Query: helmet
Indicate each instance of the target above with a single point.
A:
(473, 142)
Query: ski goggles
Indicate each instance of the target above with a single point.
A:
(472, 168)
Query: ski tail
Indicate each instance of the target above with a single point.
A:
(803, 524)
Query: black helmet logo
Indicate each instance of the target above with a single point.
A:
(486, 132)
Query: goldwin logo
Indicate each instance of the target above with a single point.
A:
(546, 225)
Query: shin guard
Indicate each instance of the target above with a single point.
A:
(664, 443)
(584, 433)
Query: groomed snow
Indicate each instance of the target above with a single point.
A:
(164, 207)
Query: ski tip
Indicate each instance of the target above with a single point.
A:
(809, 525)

◇ ◇ ◇ ◇ ◇

# Task item:
Your task is to copy each line of the entries that includes the word "logo".

# Answer to this task:
Query: black helmet logo
Query: goldwin logo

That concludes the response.